WRITTEN TASK A
Transcribe everything in the modular multiplication passage from "A method and" down to "bit is ‘0’.".

PASSAGE
-- start --

A method and apparatus for calculating the product P of a first number X and a second number Y, modulo N, where Y is partitioned into j words each of length p bits, and has a length (m+n) bits, cyclically operates on successive ones of the j words of Y, carrying out intermediate modulo reductions of the intermediate products formed. A specially selected multiple, N′, of N is used so that only a single reduction of the intermediate based on N′ guarantees that the intermediate product P is never longer than (m+n) bits at the end of each cycle. N′ is an integer multiple of N, and the value N′ is selected such that the (m−1) most significant bits are equal to ‘1’, and the least significant bit is ‘0’.

Description

  • The present invention relates to methods and apparatus for the multiplication of two long integers, modulo a third long integer. Such multiplications must be carried out repeatedly during implementation of, for example, public key algorithms in cryptographic processors.

-- end --

WRITTEN TASK B
Filter the entries below, keeping every line that holds the string "tube", and match case exactly.

PROVIDED RECORDS
-- start --

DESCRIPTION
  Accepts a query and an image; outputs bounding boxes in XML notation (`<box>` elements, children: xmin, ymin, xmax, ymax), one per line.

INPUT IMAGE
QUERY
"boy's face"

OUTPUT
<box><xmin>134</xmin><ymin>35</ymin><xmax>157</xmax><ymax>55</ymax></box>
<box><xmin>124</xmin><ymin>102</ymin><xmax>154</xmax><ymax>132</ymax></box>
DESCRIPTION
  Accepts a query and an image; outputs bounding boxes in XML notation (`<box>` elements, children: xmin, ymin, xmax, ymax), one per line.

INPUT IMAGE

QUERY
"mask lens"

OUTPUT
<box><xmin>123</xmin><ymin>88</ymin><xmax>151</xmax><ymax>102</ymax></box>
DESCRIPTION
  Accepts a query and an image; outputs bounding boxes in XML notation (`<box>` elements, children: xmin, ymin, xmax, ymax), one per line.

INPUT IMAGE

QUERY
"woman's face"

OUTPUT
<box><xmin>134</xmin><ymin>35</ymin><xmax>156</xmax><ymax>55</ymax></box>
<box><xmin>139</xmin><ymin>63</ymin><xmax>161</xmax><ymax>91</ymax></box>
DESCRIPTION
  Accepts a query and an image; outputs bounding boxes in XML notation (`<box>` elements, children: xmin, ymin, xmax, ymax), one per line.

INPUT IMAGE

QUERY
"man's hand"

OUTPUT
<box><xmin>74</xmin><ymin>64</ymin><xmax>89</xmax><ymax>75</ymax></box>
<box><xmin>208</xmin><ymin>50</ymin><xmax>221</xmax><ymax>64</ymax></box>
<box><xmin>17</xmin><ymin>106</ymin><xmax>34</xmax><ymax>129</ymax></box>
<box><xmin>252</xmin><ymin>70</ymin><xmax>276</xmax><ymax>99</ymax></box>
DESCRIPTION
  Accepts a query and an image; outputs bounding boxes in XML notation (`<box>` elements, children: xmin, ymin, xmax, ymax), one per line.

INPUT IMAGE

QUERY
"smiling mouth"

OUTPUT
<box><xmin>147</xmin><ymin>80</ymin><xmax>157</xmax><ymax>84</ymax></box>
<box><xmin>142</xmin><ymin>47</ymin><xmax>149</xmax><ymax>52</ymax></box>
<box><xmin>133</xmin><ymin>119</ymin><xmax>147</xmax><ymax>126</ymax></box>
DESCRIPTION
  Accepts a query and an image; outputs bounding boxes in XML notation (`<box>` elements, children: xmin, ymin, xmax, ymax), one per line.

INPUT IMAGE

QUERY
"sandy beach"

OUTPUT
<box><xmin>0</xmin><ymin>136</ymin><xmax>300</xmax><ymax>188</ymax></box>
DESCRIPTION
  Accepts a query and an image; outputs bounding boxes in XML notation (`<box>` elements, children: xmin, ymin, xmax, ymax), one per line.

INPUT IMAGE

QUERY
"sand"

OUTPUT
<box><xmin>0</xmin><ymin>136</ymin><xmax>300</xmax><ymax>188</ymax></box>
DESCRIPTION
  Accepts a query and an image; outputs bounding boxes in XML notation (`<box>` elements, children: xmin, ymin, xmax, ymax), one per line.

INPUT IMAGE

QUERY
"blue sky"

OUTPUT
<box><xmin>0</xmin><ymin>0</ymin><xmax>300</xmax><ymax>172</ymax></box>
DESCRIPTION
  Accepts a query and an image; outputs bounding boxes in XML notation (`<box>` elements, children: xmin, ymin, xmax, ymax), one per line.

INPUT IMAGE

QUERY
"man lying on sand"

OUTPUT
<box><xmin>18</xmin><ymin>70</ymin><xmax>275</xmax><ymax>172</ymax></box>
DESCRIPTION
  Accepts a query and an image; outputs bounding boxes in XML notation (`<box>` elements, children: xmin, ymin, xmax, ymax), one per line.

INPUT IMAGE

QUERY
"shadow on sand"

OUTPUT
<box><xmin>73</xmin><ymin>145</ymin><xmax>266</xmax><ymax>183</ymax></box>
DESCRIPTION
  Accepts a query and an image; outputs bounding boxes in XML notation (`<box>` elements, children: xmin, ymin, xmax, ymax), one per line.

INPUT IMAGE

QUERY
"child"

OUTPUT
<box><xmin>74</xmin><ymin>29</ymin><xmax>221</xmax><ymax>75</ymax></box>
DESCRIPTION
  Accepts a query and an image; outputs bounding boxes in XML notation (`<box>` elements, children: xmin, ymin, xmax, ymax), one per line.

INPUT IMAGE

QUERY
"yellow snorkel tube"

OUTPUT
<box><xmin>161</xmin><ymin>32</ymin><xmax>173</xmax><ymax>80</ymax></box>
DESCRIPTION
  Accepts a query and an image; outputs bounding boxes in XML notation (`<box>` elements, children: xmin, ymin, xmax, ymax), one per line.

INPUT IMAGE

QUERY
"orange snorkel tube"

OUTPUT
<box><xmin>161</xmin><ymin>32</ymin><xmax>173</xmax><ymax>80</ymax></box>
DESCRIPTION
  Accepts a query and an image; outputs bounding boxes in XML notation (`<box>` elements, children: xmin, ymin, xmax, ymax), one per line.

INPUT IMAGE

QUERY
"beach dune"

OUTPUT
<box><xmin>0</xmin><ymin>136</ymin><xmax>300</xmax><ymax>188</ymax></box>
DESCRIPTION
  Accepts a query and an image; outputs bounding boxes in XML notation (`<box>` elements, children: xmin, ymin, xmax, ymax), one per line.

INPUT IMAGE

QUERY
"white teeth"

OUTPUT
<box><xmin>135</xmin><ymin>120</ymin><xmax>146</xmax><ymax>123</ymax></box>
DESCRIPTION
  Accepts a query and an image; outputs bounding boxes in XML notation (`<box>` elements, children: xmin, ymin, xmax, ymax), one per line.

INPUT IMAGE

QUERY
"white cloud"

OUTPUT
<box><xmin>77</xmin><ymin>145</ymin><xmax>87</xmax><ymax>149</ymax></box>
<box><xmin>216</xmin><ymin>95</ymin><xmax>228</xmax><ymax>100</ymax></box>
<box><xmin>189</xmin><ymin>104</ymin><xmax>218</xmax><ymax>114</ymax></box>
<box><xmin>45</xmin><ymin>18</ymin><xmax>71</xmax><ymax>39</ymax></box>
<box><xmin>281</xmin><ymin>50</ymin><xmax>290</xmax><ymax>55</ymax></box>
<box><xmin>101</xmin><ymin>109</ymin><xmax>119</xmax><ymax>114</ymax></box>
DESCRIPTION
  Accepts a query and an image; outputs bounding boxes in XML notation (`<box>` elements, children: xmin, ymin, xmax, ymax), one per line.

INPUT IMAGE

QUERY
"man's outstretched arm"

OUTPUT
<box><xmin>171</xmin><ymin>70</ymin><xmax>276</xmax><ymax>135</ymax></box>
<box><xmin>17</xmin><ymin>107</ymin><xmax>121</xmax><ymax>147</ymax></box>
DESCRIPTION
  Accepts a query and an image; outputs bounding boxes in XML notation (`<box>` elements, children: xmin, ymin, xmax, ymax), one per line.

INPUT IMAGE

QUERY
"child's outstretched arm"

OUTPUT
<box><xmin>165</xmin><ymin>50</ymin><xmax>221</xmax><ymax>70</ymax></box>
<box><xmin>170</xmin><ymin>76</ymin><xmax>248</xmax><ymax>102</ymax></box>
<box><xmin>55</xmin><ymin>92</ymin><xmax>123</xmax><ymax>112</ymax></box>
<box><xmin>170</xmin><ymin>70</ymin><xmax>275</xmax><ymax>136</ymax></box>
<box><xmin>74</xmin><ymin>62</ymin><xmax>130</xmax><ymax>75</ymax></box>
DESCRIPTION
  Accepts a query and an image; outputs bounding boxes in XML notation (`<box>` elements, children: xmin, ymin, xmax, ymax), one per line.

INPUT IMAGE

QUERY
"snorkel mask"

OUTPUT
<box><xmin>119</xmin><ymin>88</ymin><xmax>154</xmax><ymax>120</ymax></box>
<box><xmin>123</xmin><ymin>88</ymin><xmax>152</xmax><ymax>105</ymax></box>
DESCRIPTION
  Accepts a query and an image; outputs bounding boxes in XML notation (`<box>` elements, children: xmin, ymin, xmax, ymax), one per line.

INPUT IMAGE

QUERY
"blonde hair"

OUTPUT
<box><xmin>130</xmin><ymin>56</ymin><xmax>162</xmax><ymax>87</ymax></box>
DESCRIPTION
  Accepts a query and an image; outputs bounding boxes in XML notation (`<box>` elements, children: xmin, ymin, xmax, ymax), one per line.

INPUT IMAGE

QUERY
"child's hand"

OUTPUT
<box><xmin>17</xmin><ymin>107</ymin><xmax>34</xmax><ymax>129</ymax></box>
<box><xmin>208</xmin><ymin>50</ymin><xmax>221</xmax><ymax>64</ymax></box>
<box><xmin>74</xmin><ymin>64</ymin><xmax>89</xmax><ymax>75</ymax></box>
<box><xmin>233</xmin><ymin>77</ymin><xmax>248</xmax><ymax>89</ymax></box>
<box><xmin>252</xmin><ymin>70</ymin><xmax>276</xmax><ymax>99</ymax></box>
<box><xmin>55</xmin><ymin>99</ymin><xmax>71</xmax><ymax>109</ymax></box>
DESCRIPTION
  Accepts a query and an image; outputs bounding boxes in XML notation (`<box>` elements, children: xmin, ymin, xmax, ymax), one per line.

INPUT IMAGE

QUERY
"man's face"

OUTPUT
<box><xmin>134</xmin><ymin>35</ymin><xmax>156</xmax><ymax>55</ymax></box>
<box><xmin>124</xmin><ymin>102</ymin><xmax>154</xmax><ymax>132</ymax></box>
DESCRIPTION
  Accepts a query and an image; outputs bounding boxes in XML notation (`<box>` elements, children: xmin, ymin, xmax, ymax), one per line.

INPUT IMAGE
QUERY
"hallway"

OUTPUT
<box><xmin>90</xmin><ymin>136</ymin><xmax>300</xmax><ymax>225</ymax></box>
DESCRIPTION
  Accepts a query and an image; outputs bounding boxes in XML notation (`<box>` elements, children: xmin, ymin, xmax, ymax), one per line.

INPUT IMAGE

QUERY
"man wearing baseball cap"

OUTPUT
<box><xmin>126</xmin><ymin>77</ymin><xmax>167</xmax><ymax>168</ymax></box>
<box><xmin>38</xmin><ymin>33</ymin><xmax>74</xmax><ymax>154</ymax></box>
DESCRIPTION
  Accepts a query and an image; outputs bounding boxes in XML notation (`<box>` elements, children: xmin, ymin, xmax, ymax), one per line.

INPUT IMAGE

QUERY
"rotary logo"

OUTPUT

-- end --

WRITTEN SOLUTION A
A method and apparatus for calculating the product P of a first number X and a second number Y, modulo N, where Y is partitioned into j words each of length p bits, and has a length (m+n) bits, cyclically operates on successive ones of the j words of Y, carrying out intermediate modulo reductions of the intermediate products formed. A specially selected multiple, N′, of N is used so that only a single reduction of the intermediate based on N′ guarantees that the intermediate product P is never longer than (m+n) bits at the end of each cycle. N′ is an integer multiple of N, and the value N′ is selected such that the (m−1) most significant bits are equal to ‘1’, and the least significant bit is ‘0’.

WRITTEN SOLUTION B
"yellow snorkel tube"
"orange snorkel tube"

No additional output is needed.